Entende-se que trabalhou o auto julgamento do cotidiano. Pois demonstrou o dualismo do personagem em se julgar, ele é o próprio advogado e o próprio diabo. A ideia é interessante.
Tive dificuldades em lidar com a repetição da palavra ‘como’ presente em todo o texto. Aconselho, se disposto, o uso do sinônimo (feito, tal qual) e também a isenção do uso, recorrendo à ilustração não explícita.
Pronomes: ‘para apelidar-me’ aqui é próclise devido a preposição e também a interjeição. ‘vez lhe guiar’ é ênclise devido o infinitivo.
Como leitor, foi me cansando a repetição, porém reconheço o poder da ideia empregada, a qual foi perspicaz.
O solilóquio foi bom também, não ficou claro que o era. O fechamento foi condizente.
No geral, tive a sensação que faltou lapidação. A ideia é boa e não brilhou o suficiente no meu julgamento.
Parabéns pelo texto! Curioso diálogo! Sucesso!
Muito obrigado, Anderson!!!
Agradeço muito pela análise, Pedro Paulo. Sim, é tanto um estilo meu, quanto a forma estética adequada ao conto, um debate jurídico entre ambos, com períodos longos e com linguagem culta, ao mesmo tempo que prolixos e repetitivos, semelhantes às peças processuais jurídicas. Porém, com a pitada de humor que você conseguiu apreender, pois, a situação chega num limite em que eles mesmos, em alguns espasmos, fogem da estética formal, mas, logo tentam retornar a ela.
Mas, além da forma, é interessante perceber que você conseguiu captar boa parte do conteúdo, ou seja, da essência do texto. O Nestor, para além de um inimigo interno, existencial do Zé, torna-se, ao mesmo tempo, um inimigo externo, uma verdadeira dialética entre a interioridade e a exterioridade. Nesta dialética, Nestor massacra o Zé tanto como um fardo existencial de seus pesadelos, como, também, é o advogado, par excellence, das injustiças cotidianas que a maioria da população fica a mercê no mercado de trabalho. Com este movimento, o Nestor suprime a individualidade do Zé em defesa da estrutura social que o subjuga. Sendo, assim, um entrave interno e externo ao Zé.
Sobre o EC, este é o meu segundo conto na casa, quase uma estreia, rsrsrsrsrsrs
Agradeço muito pela análise, Pedro Paulo. Sim, é tanto um estilo meu, quanto a forma estética adequada ao conto, um debate jurídico entre ambos, com períodos longos e com linguagem culta, ao mesmo tempo que prolixos e repetitivos, semelhantes às peças processuais jurídicas. Porém, com a pitada de humor que você conseguiu apreender, pois, a situação chega num limite em que eles mesmos, em alguns espasmos, fogem da estética formal, mas, logo tentam retornar a ela.

INSTRUÇÃO 1.
Responda com base no texto de origem:
(a) Qual palavra se repete em todo o conto, segundo o primeiro comentário?
(b) De quem o Nestor suprime a individualidade?
(c) Qual é o número deste conto entre os do autor na casa?
INSTRUÇÃO 2.
Selecione cada linha dos registros que contém a palavra "wall". Maiúsculas e minúsculas fazem diferença.

REGISTROS FORNECIDOS.
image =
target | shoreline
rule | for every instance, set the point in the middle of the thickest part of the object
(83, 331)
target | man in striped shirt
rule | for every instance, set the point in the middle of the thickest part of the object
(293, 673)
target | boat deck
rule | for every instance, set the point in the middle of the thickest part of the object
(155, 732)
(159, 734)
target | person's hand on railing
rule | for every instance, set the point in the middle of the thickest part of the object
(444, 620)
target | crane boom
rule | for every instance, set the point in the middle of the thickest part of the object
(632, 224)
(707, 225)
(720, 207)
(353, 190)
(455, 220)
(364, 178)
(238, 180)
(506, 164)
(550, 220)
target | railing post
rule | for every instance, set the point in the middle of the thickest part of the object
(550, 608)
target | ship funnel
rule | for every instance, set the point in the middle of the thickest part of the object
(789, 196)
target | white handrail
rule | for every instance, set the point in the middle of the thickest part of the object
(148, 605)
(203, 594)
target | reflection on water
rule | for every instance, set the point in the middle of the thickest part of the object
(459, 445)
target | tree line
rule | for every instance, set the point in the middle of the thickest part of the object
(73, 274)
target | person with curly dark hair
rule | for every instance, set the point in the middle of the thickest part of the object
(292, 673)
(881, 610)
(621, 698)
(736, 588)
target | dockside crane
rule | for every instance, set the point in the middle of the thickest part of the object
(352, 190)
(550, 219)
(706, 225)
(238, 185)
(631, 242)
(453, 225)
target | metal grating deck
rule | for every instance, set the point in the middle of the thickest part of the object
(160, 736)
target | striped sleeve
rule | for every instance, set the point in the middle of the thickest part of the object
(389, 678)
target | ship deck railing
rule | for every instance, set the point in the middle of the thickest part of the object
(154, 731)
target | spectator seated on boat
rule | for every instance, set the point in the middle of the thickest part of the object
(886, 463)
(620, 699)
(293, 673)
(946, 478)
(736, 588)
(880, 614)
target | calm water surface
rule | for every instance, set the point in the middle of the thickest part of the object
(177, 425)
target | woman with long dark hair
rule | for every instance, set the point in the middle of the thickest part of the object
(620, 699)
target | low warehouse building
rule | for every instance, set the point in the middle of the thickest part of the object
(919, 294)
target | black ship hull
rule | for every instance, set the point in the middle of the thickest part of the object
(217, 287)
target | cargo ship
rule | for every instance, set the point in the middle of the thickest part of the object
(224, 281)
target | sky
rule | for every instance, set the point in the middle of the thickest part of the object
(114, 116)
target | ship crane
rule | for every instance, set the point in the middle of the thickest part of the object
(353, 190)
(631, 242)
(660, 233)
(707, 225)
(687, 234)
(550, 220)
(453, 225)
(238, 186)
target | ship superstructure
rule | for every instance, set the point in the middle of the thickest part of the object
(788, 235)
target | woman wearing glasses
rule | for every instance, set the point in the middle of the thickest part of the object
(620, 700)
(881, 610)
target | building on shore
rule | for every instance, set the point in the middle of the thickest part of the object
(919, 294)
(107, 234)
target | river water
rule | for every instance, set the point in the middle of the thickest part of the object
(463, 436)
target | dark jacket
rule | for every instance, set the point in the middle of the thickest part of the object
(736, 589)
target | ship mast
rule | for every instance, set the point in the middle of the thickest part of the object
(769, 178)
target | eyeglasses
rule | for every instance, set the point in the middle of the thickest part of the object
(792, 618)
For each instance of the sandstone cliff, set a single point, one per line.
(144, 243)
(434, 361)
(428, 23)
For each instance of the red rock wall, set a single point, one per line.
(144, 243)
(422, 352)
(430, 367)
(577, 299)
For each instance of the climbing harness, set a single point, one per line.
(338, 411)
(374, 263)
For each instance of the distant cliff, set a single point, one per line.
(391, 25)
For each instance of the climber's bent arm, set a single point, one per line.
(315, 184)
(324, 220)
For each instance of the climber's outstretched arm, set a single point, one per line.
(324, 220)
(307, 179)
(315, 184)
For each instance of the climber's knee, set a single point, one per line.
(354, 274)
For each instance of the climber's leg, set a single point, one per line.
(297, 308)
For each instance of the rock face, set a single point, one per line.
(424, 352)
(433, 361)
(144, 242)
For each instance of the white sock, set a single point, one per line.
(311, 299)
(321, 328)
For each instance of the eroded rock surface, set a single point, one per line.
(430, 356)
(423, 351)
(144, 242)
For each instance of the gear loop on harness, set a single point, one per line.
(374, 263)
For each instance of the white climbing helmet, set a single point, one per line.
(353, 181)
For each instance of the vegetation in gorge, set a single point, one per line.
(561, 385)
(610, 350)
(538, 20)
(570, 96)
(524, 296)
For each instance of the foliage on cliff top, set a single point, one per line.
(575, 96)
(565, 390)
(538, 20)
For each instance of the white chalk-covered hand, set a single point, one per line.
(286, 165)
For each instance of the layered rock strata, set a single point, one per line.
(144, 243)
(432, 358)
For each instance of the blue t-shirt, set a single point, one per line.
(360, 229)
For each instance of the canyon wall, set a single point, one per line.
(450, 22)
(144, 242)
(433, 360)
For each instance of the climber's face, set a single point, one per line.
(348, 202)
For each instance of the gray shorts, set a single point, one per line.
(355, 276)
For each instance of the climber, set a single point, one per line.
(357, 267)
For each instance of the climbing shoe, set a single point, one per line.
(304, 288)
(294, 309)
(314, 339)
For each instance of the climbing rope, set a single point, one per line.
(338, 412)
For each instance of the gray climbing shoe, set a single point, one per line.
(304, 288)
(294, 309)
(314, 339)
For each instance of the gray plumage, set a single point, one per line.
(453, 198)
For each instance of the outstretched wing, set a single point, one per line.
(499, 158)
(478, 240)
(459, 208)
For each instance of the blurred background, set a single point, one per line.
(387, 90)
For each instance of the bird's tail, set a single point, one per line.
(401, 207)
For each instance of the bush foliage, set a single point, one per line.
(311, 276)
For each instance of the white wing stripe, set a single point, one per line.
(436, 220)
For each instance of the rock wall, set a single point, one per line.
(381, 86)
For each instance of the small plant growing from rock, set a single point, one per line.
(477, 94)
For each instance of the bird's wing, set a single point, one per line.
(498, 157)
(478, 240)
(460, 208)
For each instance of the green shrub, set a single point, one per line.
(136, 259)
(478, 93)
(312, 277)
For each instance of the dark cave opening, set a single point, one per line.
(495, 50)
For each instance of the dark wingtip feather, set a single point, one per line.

RESPOSTA CORRETA 1.
(a) A palavra "como".
(b) Do Zé.
(c) É o segundo conto.

RESPOSTA CORRETA 2.
For each instance of the red rock wall, set a single point, one per line.
For each instance of the canyon wall, set a single point, one per line.
For each instance of the rock wall, set a single point, one per line.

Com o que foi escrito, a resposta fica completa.